(Dataset rows showing where objects appear)
___
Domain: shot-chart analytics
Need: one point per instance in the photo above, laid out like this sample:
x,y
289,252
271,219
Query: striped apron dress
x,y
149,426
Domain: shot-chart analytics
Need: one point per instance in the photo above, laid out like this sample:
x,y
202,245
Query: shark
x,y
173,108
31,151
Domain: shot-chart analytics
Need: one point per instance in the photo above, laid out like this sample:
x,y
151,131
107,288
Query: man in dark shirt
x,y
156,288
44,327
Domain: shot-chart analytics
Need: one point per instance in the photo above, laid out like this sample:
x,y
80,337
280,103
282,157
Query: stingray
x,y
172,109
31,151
___
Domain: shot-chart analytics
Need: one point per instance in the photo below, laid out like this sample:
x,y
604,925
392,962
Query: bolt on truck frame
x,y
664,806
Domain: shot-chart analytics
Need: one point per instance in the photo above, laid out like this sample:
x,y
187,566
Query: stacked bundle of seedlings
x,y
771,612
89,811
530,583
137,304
___
Gather every line in the listing above that contains the string "Query".

Query: striped apron dress
Query: shark
Query: man in dark shirt
Query: stingray
Query: bolt on truck frame
Query: stacked bundle of seedlings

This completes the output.